# Your task
Your copy must hold all of the data below, unchanged and without images.

# Input
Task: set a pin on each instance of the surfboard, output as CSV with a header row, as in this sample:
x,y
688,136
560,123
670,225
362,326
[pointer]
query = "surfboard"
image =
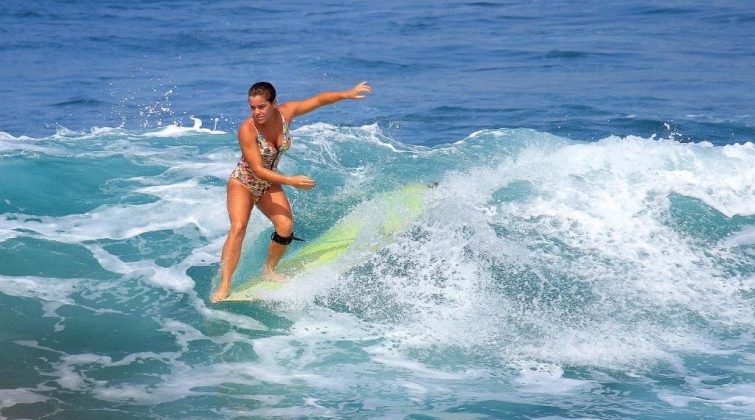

# Response
Task: set a pin on each instance of the surfboard, output as CSV with a header row, as in this sample:
x,y
688,136
560,123
670,225
362,326
[pointer]
query = "surfboard"
image =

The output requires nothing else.